If a portfolio manager purchases a large cap stock for a small cap fund, isn’t that a violation of suitability? Even if the other characteristics of the stock are appropriate, presumably investors buy the fund for exposure to small cap stocks only. I’d think this would be a violation of Suitability but just did a mock q that says you have to consider the investment in the context of the entire portfolio. I understand the portfolio aspect but my point still stands, I think

If the IPS does not explicitly state no large cap stocks, then yes.

Otherwise, small cap stocks are selected as a big part of a portfolio based on investment returns and risk objectives, which are usually large.

If a big cap stock fits the criteria, then why not?

I know the question you’re talking about too well - I’ve (literally) had a nightmare about it.

It’s the one where the portfolio is small cap & value-oriented, and the PM buys an overpriced large cap & growth-focused holding. When the client asks him “hey what the hell are you doing?” he responds “oh don’t worry, it looks odd but I’ve considered it in the context of the portfolio and I’ve decided it fits”. For some reason that’s not a violation.

I distinctly remember my thought process - “oh, that’s obviously an unsuitable investment, he’s wrong”, and then seeing the answer…

I have to decide when to blindly trust the statements in the vignettes and when to question them. It’s not easy.

haha, good to hear we’re in the same boat wecfanow. While we’re on that vignette, an analyst who shares a conversation he/she had with the CFO of a company (and these growth opps will be part of a future research report) seems like he/she could be violating the standards, whether there was insider information or whether it’s MNPI because her report could move the stock in the future.

Oh! Yes, that too!

“Yeah John, before we go into this meeting – I just spoke with the CFO of the company, he mentioned they have some great growth opportunities lined up. But keep it on the hush-hush, I haven’t published my research report with that info yet.”

Given problem 1: Count the lines of the records that contain the string "shirt", treating uppercase and lowercase as different, and give only that number.
The records that follow are unrelated to the forum discussion about suitability.

Data shown:
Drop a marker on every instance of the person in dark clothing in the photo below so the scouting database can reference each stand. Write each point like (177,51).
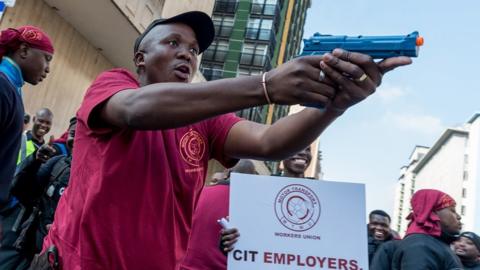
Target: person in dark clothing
(378,231)
(38,186)
(26,121)
(434,226)
(382,259)
(467,248)
(34,138)
(25,53)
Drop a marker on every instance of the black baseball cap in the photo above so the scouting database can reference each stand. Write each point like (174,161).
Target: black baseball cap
(199,21)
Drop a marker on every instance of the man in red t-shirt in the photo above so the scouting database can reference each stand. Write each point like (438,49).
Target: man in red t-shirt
(143,143)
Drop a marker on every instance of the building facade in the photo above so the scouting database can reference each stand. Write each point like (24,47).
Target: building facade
(451,165)
(252,37)
(89,36)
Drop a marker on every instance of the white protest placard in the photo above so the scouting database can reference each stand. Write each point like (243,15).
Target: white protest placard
(291,223)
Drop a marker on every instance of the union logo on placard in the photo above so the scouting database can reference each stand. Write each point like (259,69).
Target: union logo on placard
(297,207)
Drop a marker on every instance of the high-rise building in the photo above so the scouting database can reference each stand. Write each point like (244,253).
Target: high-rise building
(252,37)
(451,165)
(89,36)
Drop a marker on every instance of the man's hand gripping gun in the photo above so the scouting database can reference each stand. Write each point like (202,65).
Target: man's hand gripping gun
(378,47)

Given problem 2: Reproduce the whole forum discussion about suitability word for word.

Output 1: 2

Output 2:
If a portfolio manager purchases a large cap stock for a small cap fund, isn’t that a violation of suitability? Even if the other characteristics of the stock are appropriate, presumably investors buy the fund for exposure to small cap stocks only. I’d think this would be a violation of Suitability but just did a mock q that says you have to consider the investment in the context of the entire portfolio. I understand the portfolio aspect but my point still stands, I think

If the IPS does not explicitly state no large cap stocks, then yes.

Otherwise, small cap stocks are selected as a big part of a portfolio based on investment returns and risk objectives, which are usually large.

If a big cap stock fits the criteria, then why not?

I know the question you’re talking about too well - I’ve (literally) had a nightmare about it.

It’s the one where the portfolio is small cap & value-oriented, and the PM buys an overpriced large cap & growth-focused holding. When the client asks him “hey what the hell are you doing?” he responds “oh don’t worry, it looks odd but I’ve considered it in the context of the portfolio and I’ve decided it fits”. For some reason that’s not a violation.

I distinctly remember my thought process - “oh, that’s obviously an unsuitable investment, he’s wrong”, and then seeing the answer…

I have to decide when to blindly trust the statements in the vignettes and when to question them. It’s not easy.

haha, good to hear we’re in the same boat wecfanow. While we’re on that vignette, an analyst who shares a conversation he/she had with the CFO of a company (and these growth opps will be part of a future research report) seems like he/she could be violating the standards, whether there was insider information or whether it’s MNPI because her report could move the stock in the future.

Oh! Yes, that too!

“Yeah John, before we go into this meeting – I just spoke with the CFO of the company, he mentioned they have some great growth opportunities lined up. But keep it on the hush-hush, I haven’t published my research report with that info yet.”